PASSAGE SHOWN:
START

It’s helpful that the protagonist, Frances Wray, is both sympathetic and interesting: a payingguestsyoung woman who’s quietly sacrificed all of her own dreams and desires to take care of her elderly mother. She’s not a martyr about it; in fact, she’s extremely practical and pretty much resigned to her losses (which include both brothers, killed in WWI). Because they’re a bit down on their luck after the death of Mr. Wray, Frances and her mother rent out part of their home to a young married couple, Leonard and Lilian Barber. After the Barbers move in, however, Frances finds a passion for life … and Lilian.

Frances and Lilian’s feelings for each other unfold at just the right pace. There’s an art to these things, and Waters understands it. Given the time period, and the fact that Lilian appears to be happily married when we first meet her, it would be absurd if they fell into each others’ arms immediately. Frances doesn’t even notice anything special about Lilian the day the Barbers move in; she’s annoyed that the Wray finances are so bad they have to share their house with others (something that’s definitely Not Done in their social circles). Frances’s slow warm-up, and Lilian’s even slower thaw, thread the narrative with a delicious energy: are they going to get together, or not?

END

WRITTEN EXERCISE: From the passage on Frances Wray above, set down everything from "Frances and Lilian’s" down to "together, or not?" word for word.

LISTING:
START

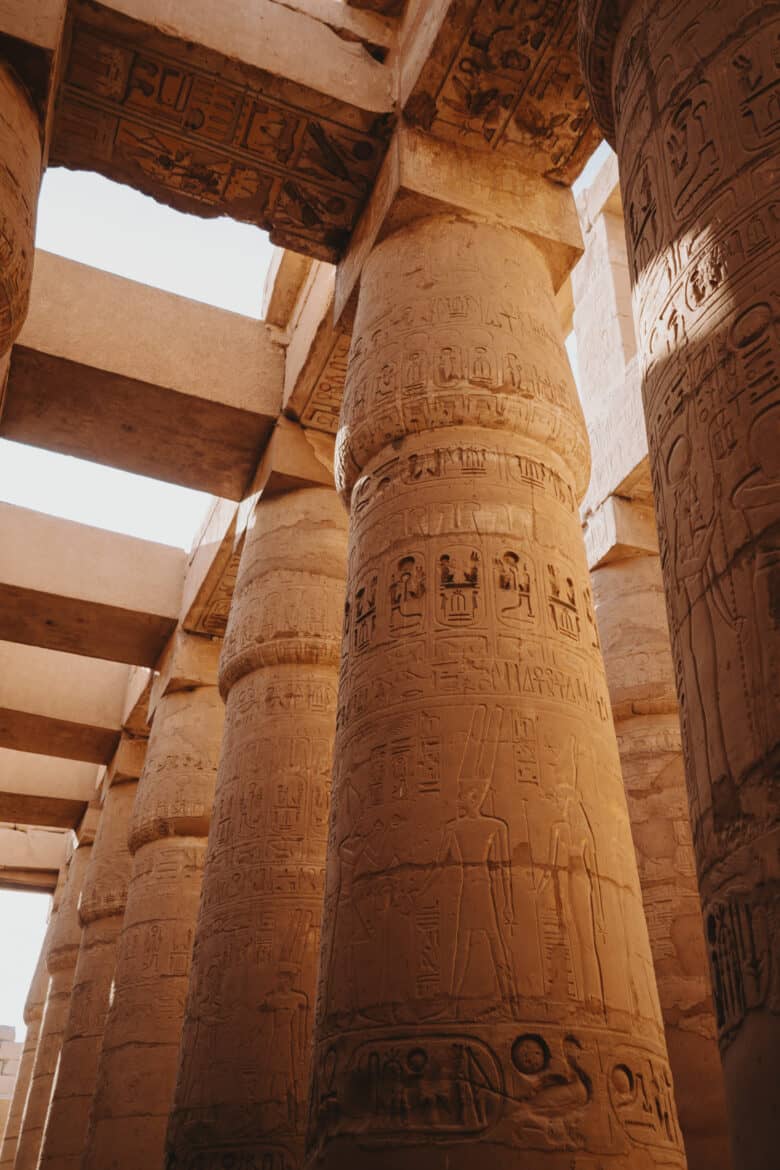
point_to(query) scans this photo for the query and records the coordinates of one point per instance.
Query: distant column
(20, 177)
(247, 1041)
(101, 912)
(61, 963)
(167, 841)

END
START

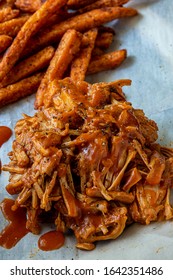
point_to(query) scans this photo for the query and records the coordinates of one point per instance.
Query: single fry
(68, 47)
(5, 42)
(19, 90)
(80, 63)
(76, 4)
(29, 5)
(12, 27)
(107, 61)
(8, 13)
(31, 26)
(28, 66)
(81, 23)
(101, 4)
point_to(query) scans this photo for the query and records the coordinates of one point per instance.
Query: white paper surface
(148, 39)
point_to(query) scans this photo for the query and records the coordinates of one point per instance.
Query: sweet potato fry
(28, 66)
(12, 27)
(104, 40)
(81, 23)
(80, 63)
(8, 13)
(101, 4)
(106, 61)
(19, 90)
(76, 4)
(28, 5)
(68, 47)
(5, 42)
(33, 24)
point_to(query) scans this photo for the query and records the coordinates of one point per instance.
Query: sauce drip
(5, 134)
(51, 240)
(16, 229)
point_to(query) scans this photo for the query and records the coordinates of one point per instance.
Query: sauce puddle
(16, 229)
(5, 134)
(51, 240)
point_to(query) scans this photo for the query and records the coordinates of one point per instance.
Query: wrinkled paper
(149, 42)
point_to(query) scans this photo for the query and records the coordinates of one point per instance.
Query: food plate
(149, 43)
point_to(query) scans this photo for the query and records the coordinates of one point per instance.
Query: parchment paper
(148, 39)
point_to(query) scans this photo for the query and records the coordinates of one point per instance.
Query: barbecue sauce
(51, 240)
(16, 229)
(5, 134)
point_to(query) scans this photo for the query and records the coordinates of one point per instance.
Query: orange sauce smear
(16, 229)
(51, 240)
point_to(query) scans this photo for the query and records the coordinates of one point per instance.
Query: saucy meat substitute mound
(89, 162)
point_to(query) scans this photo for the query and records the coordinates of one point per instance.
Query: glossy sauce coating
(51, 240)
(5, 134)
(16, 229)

END
START

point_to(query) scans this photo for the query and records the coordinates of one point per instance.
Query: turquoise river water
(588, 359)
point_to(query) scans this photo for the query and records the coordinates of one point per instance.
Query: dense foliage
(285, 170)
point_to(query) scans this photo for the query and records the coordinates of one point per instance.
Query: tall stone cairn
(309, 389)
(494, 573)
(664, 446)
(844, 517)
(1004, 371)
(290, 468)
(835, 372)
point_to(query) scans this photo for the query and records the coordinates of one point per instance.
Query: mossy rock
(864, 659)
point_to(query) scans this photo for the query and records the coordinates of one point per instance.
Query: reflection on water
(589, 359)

END

SOLUTION FOR THIS EXERCISE:
Frances and Lilian’s feelings for each other unfold at just the right pace. There’s an art to these things, and Waters understands it. Given the time period, and the fact that Lilian appears to be happily married when we first meet her, it would be absurd if they fell into each others’ arms immediately. Frances doesn’t even notice anything special about Lilian the day the Barbers move in; she’s annoyed that the Wray finances are so bad they have to share their house with others (something that’s definitely Not Done in their social circles). Frances’s slow warm-up, and Lilian’s even slower thaw, thread the narrative with a delicious energy: are they going to get together, or not?